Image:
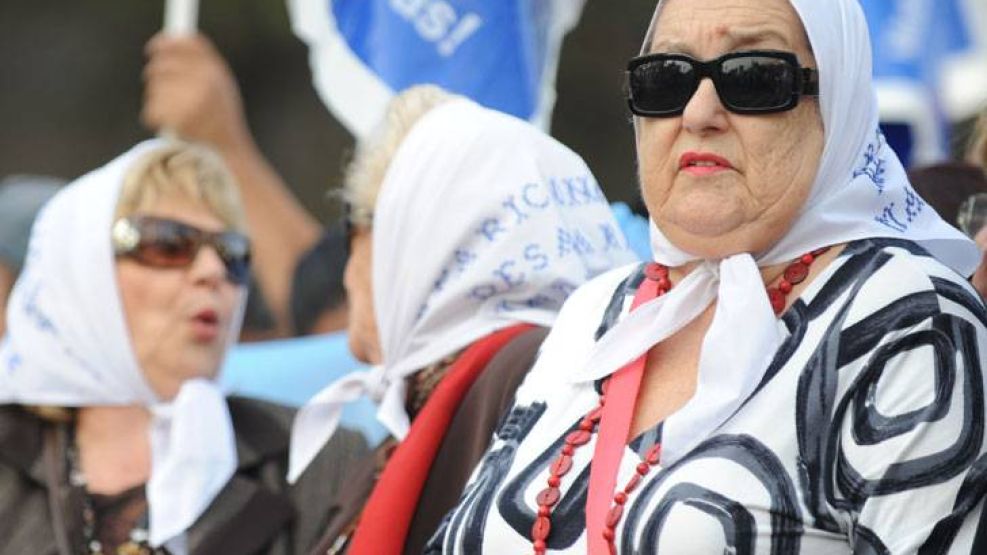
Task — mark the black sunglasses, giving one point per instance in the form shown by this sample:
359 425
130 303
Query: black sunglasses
750 82
164 243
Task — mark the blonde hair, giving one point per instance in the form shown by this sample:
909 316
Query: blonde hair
190 170
365 173
978 142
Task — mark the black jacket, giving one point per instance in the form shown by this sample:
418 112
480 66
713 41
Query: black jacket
251 515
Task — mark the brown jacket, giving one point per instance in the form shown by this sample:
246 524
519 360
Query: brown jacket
41 514
463 446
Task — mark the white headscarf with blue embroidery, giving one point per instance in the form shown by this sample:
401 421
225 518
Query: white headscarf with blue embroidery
861 190
67 344
482 222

### Problem details
Repeat all the records above exactly, leaving out any pictures.

### Result
Image:
Task — mark the black sunglasses, giving one point per instance in the form shown by this sample:
359 425
130 303
Query: black sunglasses
750 82
164 243
Task — mark the blonde hair, giving one point per instance in the form shown by this sample:
909 316
Query: blonde hair
190 170
365 173
978 142
Task — mark the black jacket, giving one point per instance in the form shown by this sample:
418 112
480 66
713 41
Query: black jacket
251 515
Task — mark the brown jacket, giving one point per instance in the form shown by this sample:
246 524
519 360
Query: brown jacket
41 514
463 446
Task — mark the white headscarf with blue embroidery, giving one point per instance in the form shown by this sample:
401 421
225 518
Query: white headscarf with blue embroidery
861 190
67 344
482 222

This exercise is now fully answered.